» **Dataset**
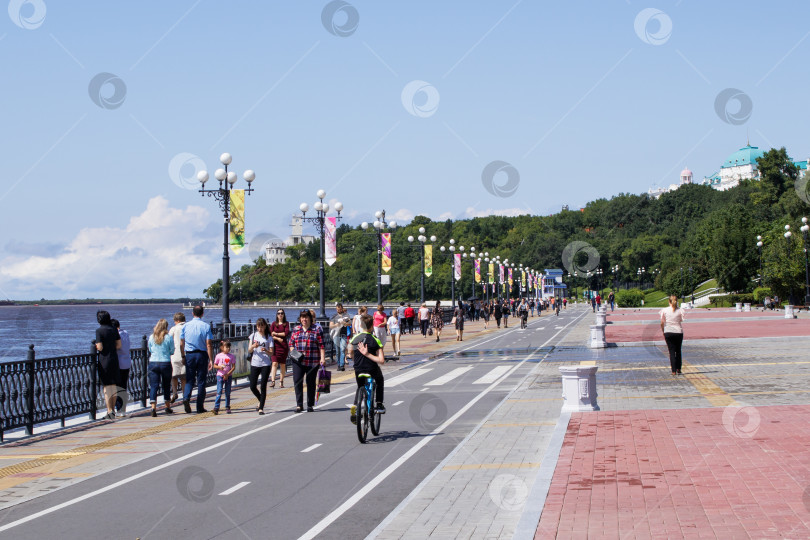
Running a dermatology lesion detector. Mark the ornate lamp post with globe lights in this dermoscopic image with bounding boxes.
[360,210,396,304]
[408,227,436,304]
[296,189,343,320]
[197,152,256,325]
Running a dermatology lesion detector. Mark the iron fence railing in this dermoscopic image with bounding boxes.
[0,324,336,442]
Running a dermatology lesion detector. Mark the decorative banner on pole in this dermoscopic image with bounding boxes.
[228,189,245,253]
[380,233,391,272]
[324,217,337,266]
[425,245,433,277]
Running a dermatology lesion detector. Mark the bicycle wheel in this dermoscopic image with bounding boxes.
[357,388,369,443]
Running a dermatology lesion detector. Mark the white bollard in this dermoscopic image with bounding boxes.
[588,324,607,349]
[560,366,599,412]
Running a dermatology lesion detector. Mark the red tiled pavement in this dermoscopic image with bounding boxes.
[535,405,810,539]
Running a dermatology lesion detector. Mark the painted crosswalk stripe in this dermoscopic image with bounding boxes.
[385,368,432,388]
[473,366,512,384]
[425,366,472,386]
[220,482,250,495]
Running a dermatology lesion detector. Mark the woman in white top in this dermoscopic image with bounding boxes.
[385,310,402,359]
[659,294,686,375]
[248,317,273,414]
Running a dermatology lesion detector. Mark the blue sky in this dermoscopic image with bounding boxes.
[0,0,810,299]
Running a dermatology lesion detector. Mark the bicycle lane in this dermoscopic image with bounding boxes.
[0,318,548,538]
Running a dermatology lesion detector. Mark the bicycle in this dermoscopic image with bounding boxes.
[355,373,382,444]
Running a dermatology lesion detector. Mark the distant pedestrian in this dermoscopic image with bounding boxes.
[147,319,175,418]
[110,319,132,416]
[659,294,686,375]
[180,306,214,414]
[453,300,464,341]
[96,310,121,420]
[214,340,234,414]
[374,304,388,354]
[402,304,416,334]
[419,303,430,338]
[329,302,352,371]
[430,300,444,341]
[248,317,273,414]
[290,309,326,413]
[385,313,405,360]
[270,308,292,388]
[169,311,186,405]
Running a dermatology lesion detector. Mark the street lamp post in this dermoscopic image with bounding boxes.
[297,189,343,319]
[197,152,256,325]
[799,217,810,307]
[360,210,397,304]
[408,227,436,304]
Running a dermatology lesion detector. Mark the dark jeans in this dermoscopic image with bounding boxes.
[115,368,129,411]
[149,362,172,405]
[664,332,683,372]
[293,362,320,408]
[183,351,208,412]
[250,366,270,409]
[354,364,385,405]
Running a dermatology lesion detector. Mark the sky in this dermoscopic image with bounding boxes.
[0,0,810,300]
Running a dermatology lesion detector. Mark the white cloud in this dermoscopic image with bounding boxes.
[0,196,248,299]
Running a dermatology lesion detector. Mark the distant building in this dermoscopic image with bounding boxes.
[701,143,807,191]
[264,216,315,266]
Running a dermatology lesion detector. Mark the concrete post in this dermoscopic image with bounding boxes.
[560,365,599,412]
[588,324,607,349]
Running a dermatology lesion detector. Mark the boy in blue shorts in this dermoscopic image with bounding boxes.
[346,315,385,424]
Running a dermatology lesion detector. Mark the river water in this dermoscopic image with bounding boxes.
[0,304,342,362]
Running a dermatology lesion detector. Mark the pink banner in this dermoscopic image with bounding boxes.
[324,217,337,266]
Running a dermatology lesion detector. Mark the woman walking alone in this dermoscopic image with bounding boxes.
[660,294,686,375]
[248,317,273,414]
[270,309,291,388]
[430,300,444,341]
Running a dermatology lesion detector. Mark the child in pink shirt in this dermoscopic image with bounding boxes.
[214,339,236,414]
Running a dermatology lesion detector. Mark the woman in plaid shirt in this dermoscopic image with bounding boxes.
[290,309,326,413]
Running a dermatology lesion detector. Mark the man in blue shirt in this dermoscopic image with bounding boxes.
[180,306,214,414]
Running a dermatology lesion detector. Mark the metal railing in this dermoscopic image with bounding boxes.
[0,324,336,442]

---

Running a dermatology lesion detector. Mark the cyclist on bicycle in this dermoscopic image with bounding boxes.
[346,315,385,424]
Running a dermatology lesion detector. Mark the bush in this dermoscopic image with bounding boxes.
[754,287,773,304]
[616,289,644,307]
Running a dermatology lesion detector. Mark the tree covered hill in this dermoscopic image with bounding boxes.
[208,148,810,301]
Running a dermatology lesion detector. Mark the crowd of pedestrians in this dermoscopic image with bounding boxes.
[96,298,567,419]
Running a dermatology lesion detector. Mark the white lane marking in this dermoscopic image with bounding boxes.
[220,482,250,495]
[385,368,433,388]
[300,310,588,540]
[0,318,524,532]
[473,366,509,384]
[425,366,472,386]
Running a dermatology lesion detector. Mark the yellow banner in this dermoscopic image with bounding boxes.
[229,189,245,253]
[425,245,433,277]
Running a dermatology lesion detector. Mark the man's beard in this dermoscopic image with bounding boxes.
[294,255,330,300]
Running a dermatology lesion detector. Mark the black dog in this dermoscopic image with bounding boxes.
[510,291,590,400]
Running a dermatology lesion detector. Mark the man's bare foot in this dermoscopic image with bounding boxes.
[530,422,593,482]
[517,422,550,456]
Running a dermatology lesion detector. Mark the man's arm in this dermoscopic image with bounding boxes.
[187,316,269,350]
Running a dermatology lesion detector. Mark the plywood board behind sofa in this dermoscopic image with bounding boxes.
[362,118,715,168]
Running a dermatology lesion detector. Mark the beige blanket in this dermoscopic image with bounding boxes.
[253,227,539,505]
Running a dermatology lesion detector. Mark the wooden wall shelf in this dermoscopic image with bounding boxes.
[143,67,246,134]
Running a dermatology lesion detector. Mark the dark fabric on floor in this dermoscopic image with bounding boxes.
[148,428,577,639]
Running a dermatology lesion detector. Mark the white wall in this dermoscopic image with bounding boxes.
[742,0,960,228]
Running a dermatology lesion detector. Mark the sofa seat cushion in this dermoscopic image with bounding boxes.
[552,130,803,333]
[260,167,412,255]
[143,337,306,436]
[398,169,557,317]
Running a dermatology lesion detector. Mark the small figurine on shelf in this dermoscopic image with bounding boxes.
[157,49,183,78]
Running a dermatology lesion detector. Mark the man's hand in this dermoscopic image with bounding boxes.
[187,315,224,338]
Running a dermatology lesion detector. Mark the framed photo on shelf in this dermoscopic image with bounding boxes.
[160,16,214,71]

---

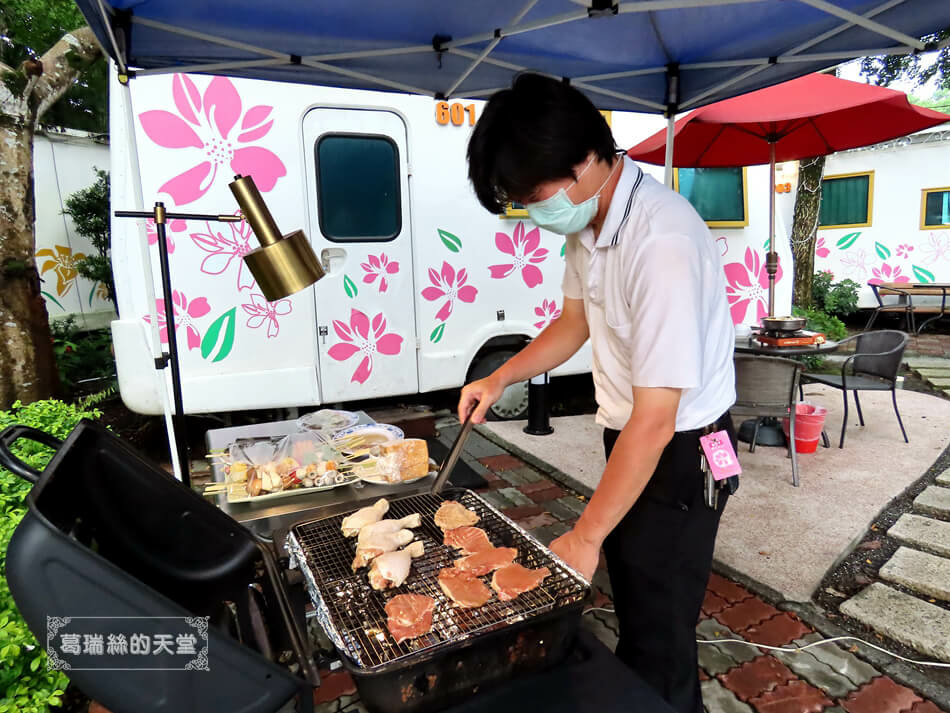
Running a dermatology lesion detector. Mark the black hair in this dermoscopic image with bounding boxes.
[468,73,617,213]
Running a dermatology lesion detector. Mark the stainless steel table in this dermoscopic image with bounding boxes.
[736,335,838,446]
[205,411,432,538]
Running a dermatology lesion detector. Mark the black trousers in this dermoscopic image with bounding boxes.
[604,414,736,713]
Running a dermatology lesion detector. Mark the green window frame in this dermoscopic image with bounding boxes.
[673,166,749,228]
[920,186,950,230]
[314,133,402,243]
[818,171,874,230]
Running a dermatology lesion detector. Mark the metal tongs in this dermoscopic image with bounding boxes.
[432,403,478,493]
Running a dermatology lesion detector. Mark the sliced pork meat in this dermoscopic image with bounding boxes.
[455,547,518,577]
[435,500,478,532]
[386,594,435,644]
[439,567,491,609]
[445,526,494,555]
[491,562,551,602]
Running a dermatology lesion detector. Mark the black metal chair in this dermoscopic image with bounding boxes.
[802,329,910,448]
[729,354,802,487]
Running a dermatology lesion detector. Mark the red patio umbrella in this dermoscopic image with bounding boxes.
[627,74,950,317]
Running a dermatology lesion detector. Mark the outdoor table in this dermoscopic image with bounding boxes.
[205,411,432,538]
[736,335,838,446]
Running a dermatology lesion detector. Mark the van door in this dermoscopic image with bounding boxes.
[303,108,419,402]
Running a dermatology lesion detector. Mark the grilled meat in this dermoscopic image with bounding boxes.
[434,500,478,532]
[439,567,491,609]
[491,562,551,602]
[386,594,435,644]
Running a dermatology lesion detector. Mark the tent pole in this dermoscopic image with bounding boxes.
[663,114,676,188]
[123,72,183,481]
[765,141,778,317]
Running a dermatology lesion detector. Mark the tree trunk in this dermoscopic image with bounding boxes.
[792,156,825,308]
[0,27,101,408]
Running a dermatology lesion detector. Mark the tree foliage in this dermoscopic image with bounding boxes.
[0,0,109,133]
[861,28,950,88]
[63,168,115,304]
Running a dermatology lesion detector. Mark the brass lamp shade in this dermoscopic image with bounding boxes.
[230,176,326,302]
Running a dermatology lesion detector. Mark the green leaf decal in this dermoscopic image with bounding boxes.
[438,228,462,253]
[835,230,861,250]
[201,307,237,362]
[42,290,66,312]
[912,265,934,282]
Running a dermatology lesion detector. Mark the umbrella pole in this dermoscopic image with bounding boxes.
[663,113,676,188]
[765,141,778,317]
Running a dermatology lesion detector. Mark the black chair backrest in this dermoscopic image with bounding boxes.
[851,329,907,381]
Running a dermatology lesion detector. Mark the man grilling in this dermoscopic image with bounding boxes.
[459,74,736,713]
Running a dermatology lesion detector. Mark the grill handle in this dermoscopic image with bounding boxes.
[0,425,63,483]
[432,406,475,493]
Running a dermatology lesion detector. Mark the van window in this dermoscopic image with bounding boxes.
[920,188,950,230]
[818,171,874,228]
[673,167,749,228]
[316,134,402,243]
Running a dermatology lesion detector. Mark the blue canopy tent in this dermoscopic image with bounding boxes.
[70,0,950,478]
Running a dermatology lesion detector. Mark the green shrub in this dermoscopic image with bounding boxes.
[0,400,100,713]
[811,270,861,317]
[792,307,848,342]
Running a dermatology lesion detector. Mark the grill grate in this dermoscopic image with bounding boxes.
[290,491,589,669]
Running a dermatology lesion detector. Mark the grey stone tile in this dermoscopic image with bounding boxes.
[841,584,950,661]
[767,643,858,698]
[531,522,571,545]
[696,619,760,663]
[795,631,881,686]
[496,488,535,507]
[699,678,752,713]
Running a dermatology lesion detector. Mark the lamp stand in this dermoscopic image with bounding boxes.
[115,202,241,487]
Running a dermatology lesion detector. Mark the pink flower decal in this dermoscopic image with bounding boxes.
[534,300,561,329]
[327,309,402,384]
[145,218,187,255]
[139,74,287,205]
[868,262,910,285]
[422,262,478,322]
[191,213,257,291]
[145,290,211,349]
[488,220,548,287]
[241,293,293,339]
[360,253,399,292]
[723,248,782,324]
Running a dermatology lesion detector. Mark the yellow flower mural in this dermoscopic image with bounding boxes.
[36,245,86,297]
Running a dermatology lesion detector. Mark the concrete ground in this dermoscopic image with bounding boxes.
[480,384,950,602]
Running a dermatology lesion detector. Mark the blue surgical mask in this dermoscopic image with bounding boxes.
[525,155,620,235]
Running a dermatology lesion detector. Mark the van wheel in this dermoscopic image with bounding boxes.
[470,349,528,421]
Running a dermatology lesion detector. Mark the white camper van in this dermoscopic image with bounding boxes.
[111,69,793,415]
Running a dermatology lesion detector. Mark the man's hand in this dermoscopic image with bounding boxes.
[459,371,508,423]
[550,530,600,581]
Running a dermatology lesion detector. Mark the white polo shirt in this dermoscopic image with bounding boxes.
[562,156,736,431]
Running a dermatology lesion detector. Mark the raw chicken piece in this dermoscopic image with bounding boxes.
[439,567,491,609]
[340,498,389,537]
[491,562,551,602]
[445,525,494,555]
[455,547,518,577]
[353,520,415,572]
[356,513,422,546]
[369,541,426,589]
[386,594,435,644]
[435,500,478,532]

» **Task details**
Starting with the line that contains "Running a dermatology lesion detector. Mark the white camper" and going on through the line that contains "[562,156,736,431]", format those rows as a numbered list with any blank lines left out.

» **Result**
1. Running a dermatology lesion detector. Mark the white camper van in this dermoscopic image with bounding boxes.
2. [111,69,793,415]
3. Running a dermatology lesion detector. Mark the man's hand in this dermoscopic image with bounding boxes.
4. [459,371,508,423]
5. [550,530,600,581]
6. Running a dermatology lesion detector. Mark the white polo shirt in this dermoscopic image with bounding boxes.
7. [562,156,736,431]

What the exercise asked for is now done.